----- Records shown -----
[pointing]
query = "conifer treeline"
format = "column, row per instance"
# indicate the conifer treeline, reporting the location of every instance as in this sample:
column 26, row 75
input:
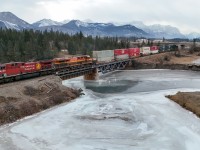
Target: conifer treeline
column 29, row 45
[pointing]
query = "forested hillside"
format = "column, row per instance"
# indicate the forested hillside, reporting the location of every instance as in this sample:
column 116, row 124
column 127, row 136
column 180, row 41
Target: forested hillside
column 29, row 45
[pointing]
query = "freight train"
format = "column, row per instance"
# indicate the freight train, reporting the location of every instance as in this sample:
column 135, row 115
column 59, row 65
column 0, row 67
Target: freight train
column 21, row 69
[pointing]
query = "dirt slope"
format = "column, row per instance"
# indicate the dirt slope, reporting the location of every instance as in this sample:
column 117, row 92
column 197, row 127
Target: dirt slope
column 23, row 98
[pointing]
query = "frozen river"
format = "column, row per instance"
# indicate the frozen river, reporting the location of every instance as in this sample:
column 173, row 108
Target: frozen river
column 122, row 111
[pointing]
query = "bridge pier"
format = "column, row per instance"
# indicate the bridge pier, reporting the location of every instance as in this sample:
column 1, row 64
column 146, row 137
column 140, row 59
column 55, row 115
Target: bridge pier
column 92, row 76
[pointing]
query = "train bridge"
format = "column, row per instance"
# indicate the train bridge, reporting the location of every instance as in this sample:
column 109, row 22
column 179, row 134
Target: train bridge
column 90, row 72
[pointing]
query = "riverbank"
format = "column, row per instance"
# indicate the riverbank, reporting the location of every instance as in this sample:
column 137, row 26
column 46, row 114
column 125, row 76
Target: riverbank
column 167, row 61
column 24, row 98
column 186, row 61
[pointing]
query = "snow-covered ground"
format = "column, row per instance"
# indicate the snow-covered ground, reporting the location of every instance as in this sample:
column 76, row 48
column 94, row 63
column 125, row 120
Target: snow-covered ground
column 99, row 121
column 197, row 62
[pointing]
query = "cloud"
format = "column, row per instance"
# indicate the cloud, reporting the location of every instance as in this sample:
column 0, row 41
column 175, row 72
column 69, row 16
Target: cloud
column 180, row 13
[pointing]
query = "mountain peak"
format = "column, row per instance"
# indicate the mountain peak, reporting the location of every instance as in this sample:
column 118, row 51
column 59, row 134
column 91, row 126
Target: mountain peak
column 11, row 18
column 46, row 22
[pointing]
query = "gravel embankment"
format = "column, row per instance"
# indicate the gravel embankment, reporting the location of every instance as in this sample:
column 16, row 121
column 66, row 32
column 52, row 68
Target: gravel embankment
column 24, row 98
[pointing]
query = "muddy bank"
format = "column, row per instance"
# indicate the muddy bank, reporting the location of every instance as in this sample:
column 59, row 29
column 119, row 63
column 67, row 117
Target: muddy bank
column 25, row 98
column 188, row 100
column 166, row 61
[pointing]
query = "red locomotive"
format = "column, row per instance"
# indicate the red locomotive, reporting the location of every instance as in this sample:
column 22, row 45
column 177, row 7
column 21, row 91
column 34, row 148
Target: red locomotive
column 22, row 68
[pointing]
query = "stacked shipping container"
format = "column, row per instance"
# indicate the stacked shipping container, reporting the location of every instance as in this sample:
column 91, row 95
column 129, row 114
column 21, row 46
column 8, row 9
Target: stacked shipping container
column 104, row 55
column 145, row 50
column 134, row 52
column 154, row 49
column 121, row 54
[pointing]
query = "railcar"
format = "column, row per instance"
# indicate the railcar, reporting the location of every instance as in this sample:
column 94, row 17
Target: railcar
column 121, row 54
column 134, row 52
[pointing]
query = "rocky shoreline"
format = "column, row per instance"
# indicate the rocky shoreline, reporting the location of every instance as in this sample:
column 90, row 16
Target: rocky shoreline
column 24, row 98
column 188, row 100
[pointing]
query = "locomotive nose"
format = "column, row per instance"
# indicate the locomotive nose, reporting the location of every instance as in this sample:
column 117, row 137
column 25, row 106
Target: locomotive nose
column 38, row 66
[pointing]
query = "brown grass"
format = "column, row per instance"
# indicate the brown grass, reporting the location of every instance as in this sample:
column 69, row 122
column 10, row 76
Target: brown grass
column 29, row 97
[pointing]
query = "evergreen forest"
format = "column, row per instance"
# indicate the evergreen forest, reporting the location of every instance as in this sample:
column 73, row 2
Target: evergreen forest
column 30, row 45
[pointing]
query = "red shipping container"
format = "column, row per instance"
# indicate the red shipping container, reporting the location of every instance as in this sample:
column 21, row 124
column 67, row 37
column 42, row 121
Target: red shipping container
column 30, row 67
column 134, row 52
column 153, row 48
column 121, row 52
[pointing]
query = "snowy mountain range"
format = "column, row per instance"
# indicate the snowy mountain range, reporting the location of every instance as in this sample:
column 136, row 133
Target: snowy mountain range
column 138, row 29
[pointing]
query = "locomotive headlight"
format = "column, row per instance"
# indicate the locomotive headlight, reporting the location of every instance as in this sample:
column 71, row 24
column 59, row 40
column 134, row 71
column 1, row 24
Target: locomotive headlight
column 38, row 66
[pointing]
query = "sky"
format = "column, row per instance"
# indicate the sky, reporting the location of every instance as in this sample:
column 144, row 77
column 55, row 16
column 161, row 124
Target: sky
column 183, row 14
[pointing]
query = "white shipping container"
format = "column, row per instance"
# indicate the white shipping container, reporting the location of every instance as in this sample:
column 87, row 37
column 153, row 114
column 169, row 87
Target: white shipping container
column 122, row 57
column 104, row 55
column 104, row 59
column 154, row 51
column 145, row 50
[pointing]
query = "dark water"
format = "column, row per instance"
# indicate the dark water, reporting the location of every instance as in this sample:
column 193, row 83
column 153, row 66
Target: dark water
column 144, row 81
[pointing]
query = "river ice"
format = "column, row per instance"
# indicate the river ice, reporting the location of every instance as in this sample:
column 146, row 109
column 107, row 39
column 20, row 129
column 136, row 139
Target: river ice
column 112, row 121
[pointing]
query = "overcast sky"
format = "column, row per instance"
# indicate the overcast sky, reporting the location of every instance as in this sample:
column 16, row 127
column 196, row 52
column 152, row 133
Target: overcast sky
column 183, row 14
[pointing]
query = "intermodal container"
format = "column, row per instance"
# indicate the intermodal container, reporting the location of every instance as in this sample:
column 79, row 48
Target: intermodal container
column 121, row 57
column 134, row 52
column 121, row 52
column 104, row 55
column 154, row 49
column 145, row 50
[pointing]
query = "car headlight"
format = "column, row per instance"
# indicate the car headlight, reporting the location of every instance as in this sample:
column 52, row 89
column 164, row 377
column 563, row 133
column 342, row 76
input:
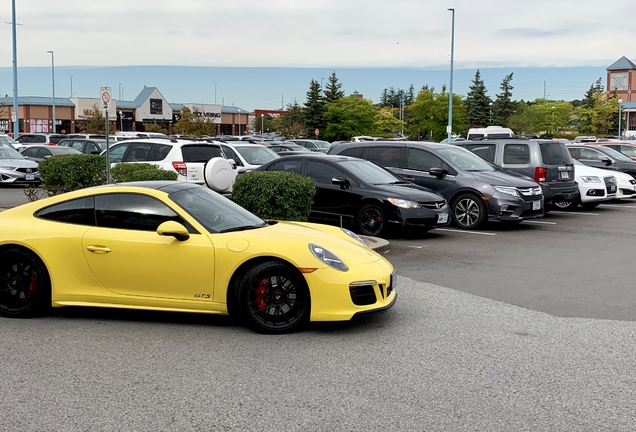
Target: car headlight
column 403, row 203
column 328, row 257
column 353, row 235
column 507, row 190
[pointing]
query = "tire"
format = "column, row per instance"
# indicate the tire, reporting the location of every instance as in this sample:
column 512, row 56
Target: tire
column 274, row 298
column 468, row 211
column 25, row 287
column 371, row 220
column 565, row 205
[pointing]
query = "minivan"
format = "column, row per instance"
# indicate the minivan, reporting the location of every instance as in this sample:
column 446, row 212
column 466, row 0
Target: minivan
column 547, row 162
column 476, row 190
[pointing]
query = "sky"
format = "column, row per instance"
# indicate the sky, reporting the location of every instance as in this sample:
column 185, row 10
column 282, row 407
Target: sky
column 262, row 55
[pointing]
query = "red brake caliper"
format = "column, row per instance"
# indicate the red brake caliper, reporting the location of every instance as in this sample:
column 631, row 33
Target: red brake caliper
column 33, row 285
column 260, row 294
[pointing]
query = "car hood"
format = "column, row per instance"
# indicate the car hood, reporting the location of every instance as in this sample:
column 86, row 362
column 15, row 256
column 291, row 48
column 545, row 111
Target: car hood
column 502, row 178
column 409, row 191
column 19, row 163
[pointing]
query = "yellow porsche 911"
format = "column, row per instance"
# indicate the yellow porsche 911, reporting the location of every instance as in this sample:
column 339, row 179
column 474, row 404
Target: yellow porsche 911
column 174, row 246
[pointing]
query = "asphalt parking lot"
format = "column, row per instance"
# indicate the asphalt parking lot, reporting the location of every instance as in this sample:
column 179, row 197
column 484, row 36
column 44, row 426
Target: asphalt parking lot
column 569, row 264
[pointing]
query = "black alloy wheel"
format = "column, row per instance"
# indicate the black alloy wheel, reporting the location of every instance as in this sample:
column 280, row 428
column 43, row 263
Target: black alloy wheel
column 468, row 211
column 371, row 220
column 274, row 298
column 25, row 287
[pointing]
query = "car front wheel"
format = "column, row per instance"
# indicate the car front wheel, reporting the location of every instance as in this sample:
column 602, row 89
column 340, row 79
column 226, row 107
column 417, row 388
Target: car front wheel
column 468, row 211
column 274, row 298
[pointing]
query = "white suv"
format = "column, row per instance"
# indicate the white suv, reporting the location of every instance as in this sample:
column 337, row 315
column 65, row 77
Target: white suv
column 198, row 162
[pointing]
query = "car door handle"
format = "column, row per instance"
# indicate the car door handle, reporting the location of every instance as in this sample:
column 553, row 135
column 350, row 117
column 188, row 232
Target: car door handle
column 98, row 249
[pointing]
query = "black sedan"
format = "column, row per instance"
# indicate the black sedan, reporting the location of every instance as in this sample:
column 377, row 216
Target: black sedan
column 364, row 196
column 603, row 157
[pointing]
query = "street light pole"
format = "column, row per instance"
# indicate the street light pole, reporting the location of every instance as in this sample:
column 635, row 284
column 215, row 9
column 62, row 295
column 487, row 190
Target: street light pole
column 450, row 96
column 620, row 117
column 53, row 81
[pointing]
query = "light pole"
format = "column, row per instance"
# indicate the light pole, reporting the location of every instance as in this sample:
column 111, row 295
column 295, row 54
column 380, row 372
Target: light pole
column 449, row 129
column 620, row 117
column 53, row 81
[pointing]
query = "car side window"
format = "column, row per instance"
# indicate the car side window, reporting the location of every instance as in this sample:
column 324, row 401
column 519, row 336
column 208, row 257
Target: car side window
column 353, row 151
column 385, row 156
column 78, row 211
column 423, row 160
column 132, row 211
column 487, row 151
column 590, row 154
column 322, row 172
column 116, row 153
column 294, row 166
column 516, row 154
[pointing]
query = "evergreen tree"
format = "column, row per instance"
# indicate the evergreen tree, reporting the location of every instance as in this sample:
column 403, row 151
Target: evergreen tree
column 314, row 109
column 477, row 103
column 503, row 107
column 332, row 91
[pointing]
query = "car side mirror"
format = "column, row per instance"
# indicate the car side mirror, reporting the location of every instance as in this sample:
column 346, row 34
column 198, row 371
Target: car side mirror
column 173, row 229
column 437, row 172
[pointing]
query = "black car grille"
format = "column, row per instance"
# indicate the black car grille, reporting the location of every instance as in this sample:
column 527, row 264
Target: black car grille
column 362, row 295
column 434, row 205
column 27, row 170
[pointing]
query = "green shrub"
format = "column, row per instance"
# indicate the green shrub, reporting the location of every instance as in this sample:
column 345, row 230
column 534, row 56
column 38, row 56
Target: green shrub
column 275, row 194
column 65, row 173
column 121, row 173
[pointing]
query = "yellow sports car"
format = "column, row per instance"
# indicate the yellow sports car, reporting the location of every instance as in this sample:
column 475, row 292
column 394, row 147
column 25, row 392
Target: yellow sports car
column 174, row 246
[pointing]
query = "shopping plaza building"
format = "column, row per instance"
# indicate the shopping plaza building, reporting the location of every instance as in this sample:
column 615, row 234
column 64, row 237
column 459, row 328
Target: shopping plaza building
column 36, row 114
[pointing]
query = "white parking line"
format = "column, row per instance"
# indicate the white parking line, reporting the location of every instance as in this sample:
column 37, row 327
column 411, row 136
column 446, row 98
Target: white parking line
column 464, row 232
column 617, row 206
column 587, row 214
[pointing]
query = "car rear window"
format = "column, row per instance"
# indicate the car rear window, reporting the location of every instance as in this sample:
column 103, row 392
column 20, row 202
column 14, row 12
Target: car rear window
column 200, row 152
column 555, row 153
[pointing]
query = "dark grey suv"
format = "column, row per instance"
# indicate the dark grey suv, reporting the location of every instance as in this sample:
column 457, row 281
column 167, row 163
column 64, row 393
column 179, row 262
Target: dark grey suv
-----
----- Records shown -----
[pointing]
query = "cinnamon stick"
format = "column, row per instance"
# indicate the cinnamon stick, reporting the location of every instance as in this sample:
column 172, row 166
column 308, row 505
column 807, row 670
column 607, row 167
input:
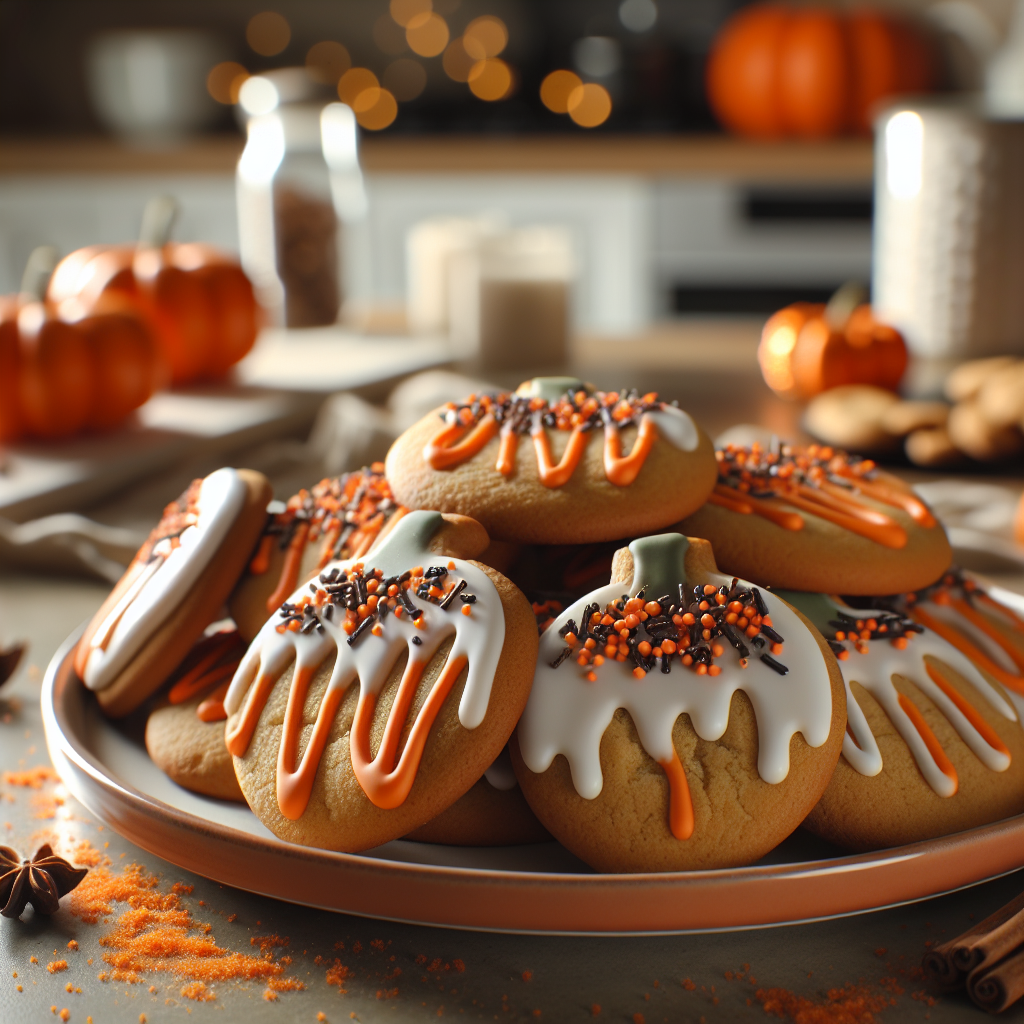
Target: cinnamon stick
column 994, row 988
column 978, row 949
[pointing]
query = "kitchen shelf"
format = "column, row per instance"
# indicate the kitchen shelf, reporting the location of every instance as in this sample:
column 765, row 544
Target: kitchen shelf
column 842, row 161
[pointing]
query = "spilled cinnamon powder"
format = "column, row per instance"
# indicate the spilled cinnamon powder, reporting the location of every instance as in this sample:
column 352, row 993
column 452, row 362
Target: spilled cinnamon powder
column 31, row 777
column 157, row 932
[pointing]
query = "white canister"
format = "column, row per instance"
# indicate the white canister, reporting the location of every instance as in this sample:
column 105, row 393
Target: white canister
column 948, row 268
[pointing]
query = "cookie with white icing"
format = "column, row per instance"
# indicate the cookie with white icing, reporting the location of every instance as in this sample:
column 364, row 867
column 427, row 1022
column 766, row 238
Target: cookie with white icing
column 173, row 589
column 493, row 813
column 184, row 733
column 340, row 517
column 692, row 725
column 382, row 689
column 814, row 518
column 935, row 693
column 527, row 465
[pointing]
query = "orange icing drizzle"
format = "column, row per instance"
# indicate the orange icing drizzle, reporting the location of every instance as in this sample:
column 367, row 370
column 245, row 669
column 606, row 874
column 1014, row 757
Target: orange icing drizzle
-----
Written problem: List every line of the data above that contains the word "porsche", copying each such line in full.

Task solution:
query = "yellow porsche 911"
# indicate the yellow porsche 911, reporting the location of every instance as in this sample:
Target: yellow porsche 911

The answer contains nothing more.